Texte extrait |
────
2. La juridiction de recours peut décider d'emblée de traiter sans échange d'écritures ni débats les actes manifestement mal fondés (art. 390 al. 2 et 5 a contrario CPP). Tel est le cas en l'occurrence, au vu des considérations qui suivent.
3. La recourante conteste que les conditions pour le prononcé d'un classement soient réunies.
3.1. Aux termes de l'art. 319 al. 1 CPP, le ministère public classe la procédure lorsqu'aucun soupçon justifiant une mise en accusation n'est établi (let. a) ou que les éléments constitutifs d'une infraction ne sont pas réunis (let. b).
Cette disposition s'interprète à la lumière du principe "in dubio pro duriore", selon lequel un classement ne peut être prononcé que quand il apparaît clairement que les faits ne sont pas punissables. Ainsi, la procédure doit se poursuivre quand une condamnation apparaît plus vraisemblable qu'un acquittement ou que les probabilités d'acquittement et de condamnation apparaissent équivalentes, en particulier en présence d'infractions graves. Le ministère public et l'autorité de recours disposent, à ce sujet, d'un certain pouvoir d'appréciation (arrêt du Tribunal fédéral 6B_1164/2020 du 10 juin 2021 consid. 2.1).
Dans les procédures où l'accusation repose essentiellement sur les déclarations de la victime, auxquelles s'opposent celles du prévenu, le principe précité impose, en règle générale, que ce dernier soit mis en accusation. Cela vaut en particulier lorsqu'il s'agit de délits commis "entre quatre yeux" pour lesquels il n'existe souvent aucune preuve objective. En effet, en cas de doute s'agissant de la situation factuelle ou juridique, ce n'est pas à l'autorité d'instruction ou d'accusation, mais au juge matériellement compétent qu'il appartient de se prononcer (ATF 143 IV 241 consid. 2.2.1; 138 IV 86 consid. 4.1.2). L'autorité de recours ne saurait ainsi confirmer un classement au seul motif qu'une condamnation n'apparaît pas plus probable qu'un acquittement (arrêts du Tribunal fédéral 6B_1381/2021 du 24 janvier 2022 consid. 2; 6B_258/2021 du 12 juillet 2021 consid. 2.2). Il peut néanmoins être renoncé à une mise en accusation si la victime fait des dépositions contradictoires, rendant ses accusations moins crédibles, lorsqu'une condamnation apparaît, au vu de l'ensemble des circonstances, a priori improbable pour d'autres motifs, ou lorsqu'il n'est pas possible d'apprécier l'une ou l'autre des versions opposées des parties comme étant plus ou moins plausible et qu'aucun résultat n'est à escompter d'autres moyens de preuve (arrêt du Tribunal fédéral 6B_957/2021 du 24 mars 2022 consid. 2.3).
────
Données présentées |

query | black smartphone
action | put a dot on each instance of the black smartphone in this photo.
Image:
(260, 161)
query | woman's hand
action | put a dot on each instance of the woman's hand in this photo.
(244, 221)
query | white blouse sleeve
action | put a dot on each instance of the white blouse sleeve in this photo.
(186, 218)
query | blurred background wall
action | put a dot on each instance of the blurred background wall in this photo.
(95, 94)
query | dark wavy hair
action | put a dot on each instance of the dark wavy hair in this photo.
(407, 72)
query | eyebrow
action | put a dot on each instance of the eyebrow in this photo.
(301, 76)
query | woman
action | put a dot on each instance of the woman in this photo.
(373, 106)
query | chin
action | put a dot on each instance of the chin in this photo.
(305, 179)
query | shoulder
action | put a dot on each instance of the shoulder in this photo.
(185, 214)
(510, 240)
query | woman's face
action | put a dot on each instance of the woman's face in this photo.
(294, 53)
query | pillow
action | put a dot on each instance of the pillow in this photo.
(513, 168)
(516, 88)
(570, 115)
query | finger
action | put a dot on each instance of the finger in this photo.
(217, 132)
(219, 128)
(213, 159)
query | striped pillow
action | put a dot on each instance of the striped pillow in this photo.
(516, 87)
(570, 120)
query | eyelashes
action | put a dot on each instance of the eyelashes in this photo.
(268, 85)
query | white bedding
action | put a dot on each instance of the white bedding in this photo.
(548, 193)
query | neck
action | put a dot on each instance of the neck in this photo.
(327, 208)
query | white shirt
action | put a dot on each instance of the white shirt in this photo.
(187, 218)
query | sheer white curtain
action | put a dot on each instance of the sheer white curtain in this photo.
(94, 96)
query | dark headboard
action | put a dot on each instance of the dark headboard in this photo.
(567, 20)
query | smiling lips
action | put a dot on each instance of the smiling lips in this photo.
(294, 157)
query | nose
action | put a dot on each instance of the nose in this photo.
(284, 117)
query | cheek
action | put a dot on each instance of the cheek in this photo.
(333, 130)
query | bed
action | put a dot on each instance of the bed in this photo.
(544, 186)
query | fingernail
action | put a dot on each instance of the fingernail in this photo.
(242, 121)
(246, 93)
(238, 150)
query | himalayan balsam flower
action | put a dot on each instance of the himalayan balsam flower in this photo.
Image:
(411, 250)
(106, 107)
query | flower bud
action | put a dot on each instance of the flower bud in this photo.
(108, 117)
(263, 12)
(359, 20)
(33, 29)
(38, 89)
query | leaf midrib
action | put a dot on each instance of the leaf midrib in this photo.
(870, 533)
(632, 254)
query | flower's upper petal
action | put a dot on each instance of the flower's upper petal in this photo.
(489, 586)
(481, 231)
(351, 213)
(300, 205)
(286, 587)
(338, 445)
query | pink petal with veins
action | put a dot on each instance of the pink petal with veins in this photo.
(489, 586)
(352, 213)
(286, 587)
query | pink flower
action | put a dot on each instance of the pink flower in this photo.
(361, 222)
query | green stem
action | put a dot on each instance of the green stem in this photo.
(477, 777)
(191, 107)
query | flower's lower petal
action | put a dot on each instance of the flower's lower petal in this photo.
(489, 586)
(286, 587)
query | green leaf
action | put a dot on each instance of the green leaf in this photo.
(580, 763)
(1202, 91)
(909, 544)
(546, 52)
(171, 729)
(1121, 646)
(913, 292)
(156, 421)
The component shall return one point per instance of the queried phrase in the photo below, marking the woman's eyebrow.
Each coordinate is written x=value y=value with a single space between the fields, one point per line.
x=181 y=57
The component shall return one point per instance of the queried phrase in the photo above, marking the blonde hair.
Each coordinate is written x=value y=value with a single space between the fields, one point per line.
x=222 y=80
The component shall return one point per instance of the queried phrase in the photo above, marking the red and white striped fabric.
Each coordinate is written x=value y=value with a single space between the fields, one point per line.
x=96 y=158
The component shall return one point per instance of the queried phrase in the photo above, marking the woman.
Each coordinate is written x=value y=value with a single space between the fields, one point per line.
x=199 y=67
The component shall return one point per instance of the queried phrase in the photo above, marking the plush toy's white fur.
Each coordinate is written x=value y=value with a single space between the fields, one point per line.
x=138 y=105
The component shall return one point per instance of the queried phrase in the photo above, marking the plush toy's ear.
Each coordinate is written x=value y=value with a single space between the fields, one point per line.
────
Exercices à faire |
**1.** Pourriez-vous recopier, dans le texte sur le classement de la procédure pénale, le passage allant de « 3.1. Aux termes » à « réunis (let. b). » ?
**2.** Pouvez-vous prolonger le texte sur le classement de la procédure pénale à partir de l'endroit où il s'arrête ?
Les lignes ci-dessus forment un matériau à part, indépendant du texte.

Les résultats |
**1.**
3.1. Aux termes de l'art. 319 al. 1 CPP, le ministère public classe la procédure lorsqu'aucun soupçon justifiant une mise en accusation n'est établi (let. a) ou que les éléments constitutifs d'une infraction ne sont pas réunis (let. b).

**2.**
3.2. Selon l'art. 190 CP, qui réprime le viol, dans sa teneur en vigueur depuis le 1er juillet 2024, quiconque, contre la volonté d'une personne, commet sur elle ou lui fait commettre l'acte sexuel ou un acte analogue qui implique une pénétration du corps ou profite à cette fin d'un état de sidération d'une personne, est puni d'une peine privative de liberté de cinq ans au plus (al. 1). Selon l'al. 2 de cette disposition, quiconque, notamment en usant de menace ou de violence à l'égard d'une personne, en exerçant sur elle des pressions d'ordre psychique ou en la mettant hors d'état de résister, la contraint à commettre ou à subir l'acte sexuel ou un acte analogue qui implique une pénétration du corps, est puni d'une peine privative de liberté d'un à dix ans.
La teneur de l'art. 190 al. 1 aCP en vigueur antérieurement était : "Celui qui, notamment en usant de menace ou de violence, en exerçant sur sa victime des pressions d'ordre psychique ou en la mettant hors d'état de résister, aura contraint une personne de sexe féminin à subir l'acte sexuel, sera puni d'une peine privative de liberté de un à dix ans".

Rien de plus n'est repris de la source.